### Page extract
Shasplit
Efficient backups by SHA-based data splitting

Shasplit takes a large data block, splits it into smaller parts, and puts those into an SHA-based content-addressed store. Reassembling those parts is a trivial cat invocation. Repeating parts (e.g. from previous split operations) are stored only once, which allows for efficient incremental backups of whole LVM snapshots via rsync. Shasplit shows its strengths on encrypted block devices, but might be useful for non-encrypted data, too.

If you like this tool, feel free to donate:

Have fun!

Preparation

Installation for a single user (assuming that ~/bin is in PATH):

git clone https://github.com/vog/shasplit.git
ln -s $(pwd)/shasplit/shasplit.py ~/bin/shasplit

Shasplit stores everything in the ~/.shasplit directory.

By default, Shasplit splits the data into parts of size 4 MiB and hashes each part with SHA-256, but will work equally well with any other part size and any other strong secure hash algorithm.

### Data
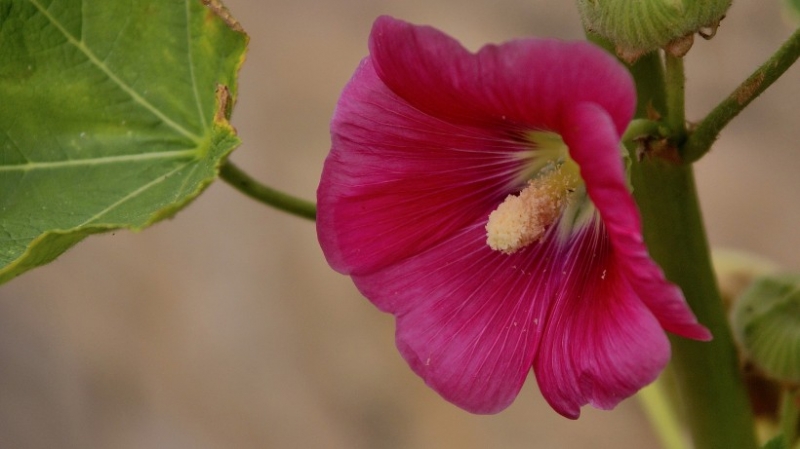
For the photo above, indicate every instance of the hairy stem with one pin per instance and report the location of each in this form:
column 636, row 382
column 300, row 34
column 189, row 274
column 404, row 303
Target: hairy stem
column 708, row 129
column 242, row 182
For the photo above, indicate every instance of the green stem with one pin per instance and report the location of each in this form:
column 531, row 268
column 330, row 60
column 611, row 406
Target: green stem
column 712, row 392
column 675, row 87
column 711, row 387
column 661, row 415
column 789, row 416
column 706, row 132
column 242, row 182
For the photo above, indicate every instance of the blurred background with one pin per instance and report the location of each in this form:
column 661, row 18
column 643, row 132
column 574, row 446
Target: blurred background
column 225, row 328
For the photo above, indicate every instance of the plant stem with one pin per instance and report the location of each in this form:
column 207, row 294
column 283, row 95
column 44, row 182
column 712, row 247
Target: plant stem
column 712, row 390
column 708, row 129
column 675, row 87
column 789, row 416
column 661, row 415
column 242, row 182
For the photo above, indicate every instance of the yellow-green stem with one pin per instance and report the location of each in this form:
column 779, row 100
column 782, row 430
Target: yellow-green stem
column 711, row 387
column 244, row 183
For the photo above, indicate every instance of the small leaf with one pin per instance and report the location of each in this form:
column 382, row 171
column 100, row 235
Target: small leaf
column 113, row 115
column 793, row 8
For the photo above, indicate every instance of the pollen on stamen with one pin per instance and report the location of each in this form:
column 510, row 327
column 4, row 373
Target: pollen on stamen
column 522, row 219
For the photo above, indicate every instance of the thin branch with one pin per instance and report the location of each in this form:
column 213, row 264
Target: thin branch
column 242, row 182
column 706, row 132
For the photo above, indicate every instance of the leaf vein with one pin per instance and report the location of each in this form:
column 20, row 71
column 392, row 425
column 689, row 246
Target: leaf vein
column 125, row 158
column 79, row 44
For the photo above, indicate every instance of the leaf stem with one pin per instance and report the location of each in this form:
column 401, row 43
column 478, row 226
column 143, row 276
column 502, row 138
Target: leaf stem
column 711, row 387
column 242, row 182
column 711, row 390
column 706, row 132
column 661, row 415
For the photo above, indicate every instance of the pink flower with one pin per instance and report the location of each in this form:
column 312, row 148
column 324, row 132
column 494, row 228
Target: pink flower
column 429, row 141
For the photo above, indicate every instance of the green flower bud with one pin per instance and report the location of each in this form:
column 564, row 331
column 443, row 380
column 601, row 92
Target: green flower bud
column 766, row 323
column 639, row 26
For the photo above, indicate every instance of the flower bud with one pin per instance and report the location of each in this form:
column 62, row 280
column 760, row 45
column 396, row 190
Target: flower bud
column 637, row 27
column 766, row 323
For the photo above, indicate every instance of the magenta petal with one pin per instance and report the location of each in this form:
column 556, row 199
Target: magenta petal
column 398, row 181
column 601, row 343
column 427, row 140
column 526, row 81
column 589, row 133
column 468, row 318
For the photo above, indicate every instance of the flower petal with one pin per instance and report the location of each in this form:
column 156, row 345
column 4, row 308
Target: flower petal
column 527, row 81
column 468, row 318
column 601, row 343
column 398, row 181
column 589, row 132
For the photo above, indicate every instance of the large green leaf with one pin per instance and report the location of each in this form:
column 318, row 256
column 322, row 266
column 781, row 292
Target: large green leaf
column 113, row 114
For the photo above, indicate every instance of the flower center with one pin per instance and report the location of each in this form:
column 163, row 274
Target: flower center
column 523, row 219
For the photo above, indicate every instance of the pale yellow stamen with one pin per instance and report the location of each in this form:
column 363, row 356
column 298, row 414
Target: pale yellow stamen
column 523, row 219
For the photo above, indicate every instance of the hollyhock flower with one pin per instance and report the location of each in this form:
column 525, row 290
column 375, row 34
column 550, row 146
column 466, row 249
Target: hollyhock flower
column 481, row 199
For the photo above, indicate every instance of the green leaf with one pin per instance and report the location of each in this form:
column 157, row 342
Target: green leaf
column 793, row 8
column 113, row 114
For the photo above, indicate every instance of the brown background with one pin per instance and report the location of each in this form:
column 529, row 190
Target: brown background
column 224, row 328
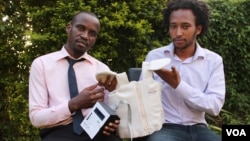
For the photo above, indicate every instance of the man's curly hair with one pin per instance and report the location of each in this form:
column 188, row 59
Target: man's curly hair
column 200, row 10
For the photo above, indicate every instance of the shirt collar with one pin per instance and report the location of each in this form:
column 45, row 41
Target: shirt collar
column 64, row 54
column 199, row 52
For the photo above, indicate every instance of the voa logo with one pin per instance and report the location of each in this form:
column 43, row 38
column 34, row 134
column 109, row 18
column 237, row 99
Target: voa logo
column 236, row 132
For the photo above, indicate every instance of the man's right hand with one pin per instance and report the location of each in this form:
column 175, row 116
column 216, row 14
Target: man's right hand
column 87, row 98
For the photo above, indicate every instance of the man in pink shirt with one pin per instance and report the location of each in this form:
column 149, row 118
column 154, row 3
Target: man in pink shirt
column 50, row 105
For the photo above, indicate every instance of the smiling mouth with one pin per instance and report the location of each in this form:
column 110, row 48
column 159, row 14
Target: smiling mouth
column 82, row 43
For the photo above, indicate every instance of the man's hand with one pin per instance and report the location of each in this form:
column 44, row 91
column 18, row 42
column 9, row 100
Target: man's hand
column 111, row 127
column 172, row 77
column 87, row 98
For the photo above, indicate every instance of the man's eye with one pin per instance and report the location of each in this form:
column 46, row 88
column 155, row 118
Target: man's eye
column 172, row 26
column 81, row 28
column 92, row 34
column 185, row 26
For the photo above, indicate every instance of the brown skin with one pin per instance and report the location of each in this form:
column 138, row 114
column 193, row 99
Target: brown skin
column 82, row 34
column 183, row 33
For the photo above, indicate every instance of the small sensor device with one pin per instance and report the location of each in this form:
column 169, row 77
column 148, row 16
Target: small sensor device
column 100, row 115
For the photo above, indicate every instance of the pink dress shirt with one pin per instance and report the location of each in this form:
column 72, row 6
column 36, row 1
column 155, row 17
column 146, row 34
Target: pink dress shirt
column 49, row 90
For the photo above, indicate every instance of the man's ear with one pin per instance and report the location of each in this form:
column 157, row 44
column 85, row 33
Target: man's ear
column 198, row 29
column 68, row 28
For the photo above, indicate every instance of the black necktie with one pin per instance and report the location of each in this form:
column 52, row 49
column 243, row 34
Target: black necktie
column 77, row 117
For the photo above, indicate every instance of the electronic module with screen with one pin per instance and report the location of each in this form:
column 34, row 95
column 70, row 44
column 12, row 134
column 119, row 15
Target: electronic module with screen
column 100, row 114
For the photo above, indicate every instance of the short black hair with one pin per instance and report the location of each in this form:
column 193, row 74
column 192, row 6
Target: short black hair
column 199, row 8
column 86, row 12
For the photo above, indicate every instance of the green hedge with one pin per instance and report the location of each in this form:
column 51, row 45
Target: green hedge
column 129, row 31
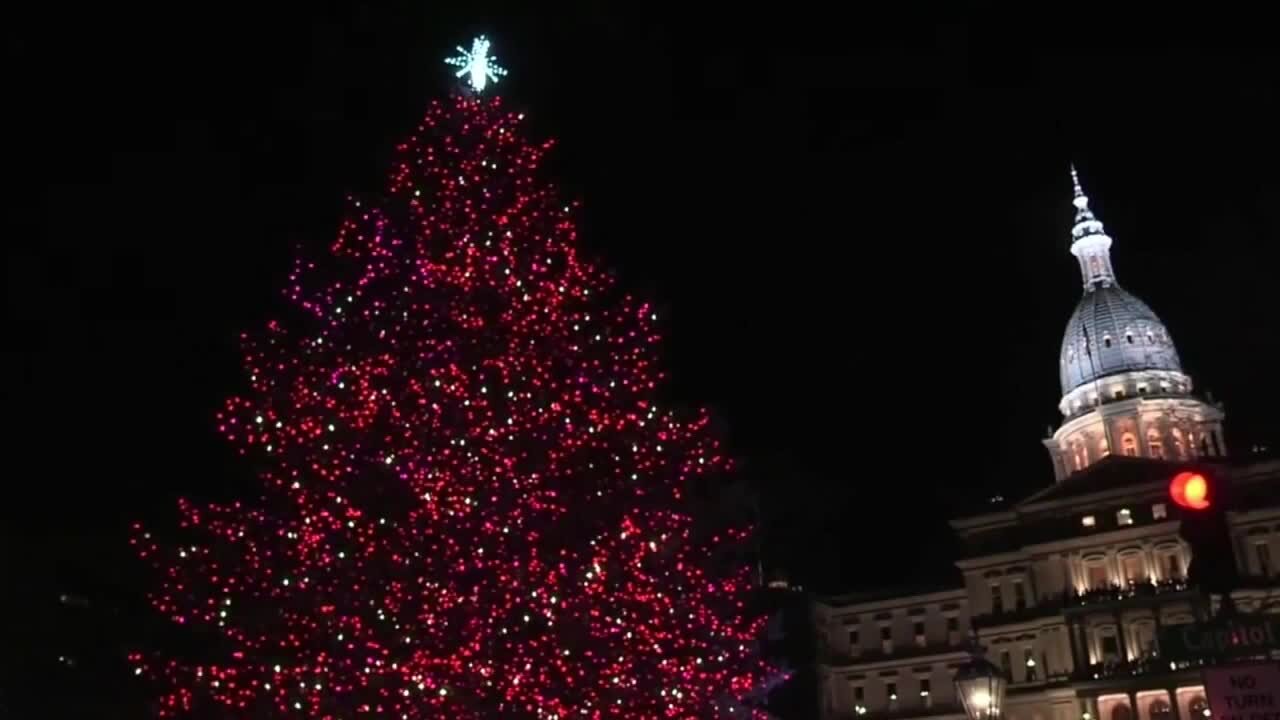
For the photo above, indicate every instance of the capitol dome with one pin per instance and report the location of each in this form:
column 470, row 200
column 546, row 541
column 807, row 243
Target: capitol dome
column 1124, row 391
column 1112, row 332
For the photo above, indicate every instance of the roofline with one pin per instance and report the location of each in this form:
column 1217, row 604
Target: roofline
column 881, row 602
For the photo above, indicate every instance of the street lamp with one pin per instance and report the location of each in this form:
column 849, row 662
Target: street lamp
column 981, row 687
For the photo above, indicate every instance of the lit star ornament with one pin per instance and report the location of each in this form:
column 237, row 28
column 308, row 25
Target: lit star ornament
column 478, row 63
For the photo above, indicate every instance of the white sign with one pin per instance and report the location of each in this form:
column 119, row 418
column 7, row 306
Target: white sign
column 1243, row 692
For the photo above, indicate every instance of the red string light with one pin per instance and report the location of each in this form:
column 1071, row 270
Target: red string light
column 472, row 505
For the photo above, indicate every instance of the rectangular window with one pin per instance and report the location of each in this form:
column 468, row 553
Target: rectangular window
column 1097, row 574
column 1132, row 566
column 1110, row 647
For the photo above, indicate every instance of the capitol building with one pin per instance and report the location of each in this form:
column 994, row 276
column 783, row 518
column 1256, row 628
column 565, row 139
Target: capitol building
column 1068, row 589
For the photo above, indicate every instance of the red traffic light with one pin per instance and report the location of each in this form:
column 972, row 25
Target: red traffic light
column 1189, row 490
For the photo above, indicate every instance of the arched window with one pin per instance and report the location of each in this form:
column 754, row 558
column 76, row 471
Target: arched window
column 1155, row 445
column 1129, row 445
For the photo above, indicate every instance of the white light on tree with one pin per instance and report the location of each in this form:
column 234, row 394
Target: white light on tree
column 476, row 64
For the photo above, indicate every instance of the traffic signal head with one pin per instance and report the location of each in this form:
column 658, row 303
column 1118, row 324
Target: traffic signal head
column 1191, row 490
column 1203, row 495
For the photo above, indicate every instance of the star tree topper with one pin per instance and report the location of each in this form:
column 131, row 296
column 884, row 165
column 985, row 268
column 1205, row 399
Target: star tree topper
column 478, row 63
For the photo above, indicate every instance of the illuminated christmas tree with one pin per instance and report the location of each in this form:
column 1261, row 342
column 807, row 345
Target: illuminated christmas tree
column 472, row 505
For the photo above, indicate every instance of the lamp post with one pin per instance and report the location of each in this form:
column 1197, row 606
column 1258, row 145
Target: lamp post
column 981, row 687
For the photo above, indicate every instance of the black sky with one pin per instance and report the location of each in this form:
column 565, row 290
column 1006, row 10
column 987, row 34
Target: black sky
column 858, row 226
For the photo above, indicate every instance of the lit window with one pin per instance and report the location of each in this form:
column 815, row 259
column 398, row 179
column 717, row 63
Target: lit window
column 1129, row 445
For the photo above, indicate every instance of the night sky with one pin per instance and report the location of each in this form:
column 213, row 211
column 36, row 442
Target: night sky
column 858, row 229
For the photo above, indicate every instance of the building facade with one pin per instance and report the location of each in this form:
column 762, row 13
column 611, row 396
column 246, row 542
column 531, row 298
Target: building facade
column 1069, row 588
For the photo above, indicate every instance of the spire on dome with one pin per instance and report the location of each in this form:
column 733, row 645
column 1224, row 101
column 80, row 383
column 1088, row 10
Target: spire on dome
column 1089, row 241
column 1080, row 200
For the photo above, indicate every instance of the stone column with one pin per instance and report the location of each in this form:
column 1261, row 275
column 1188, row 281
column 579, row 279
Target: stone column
column 1120, row 638
column 1079, row 659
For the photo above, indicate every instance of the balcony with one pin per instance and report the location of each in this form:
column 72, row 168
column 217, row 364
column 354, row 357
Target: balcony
column 914, row 711
column 1125, row 593
column 1143, row 666
column 836, row 656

### Exercise brief
Can you reproduce the Shasplit page above between "Shasplit takes a" and "the ~/.shasplit directory.", inclusive, with "rsync" changed to "scp"?

### Answer in full
Shasplit takes a large data block, splits it into smaller parts, and puts those into an SHA-based content-addressed store. Reassembling those parts is a trivial cat invocation. Repeating parts (e.g. from previous split operations) are stored only once, which allows for efficient incremental backups of whole LVM snapshots via scp. Shasplit shows its strengths on encrypted block devices, but might be useful for non-encrypted data, too.

If you like this tool, feel free to donate:

Have fun!

Preparation

Installation for a single user (assuming that ~/bin is in PATH):

git clone https://github.com/vog/shasplit.git
ln -s $(pwd)/shasplit/shasplit.py ~/bin/shasplit

Shasplit stores everything in the ~/.shasplit directory.